The problem: Your output should be an exact copy of the records, with no pictures in it.

___ Provided entries

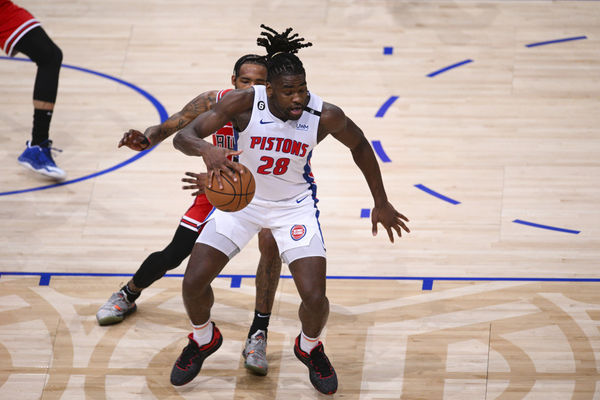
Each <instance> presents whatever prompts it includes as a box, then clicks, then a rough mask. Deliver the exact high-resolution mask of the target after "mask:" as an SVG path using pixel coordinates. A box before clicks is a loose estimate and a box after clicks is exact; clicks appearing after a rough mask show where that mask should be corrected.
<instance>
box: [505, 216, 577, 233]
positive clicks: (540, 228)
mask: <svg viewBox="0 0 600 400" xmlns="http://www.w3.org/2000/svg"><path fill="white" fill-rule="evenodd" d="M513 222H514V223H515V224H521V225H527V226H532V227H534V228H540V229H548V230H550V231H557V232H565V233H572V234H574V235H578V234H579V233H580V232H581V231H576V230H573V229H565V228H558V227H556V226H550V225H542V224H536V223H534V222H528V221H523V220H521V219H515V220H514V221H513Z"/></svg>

______

Your response:
Each <instance> presents whatever prompts it includes as a box, then clicks, then a rough mask. Deliver the exact high-resolution mask of the target after "mask:" as an SVG path using pixel coordinates. A box before clicks is a loose estimate and a box after clicks is exact; clicks appearing after a rough mask show where that mask should be corrected.
<instance>
box: [505, 216, 577, 233]
positive clicks: (540, 228)
mask: <svg viewBox="0 0 600 400" xmlns="http://www.w3.org/2000/svg"><path fill="white" fill-rule="evenodd" d="M513 222H514V223H515V224H521V225H527V226H532V227H534V228H540V229H548V230H550V231H557V232H565V233H572V234H574V235H578V234H579V233H580V232H581V231H576V230H573V229H565V228H558V227H556V226H550V225H542V224H536V223H534V222H528V221H523V220H521V219H515V220H514V221H513Z"/></svg>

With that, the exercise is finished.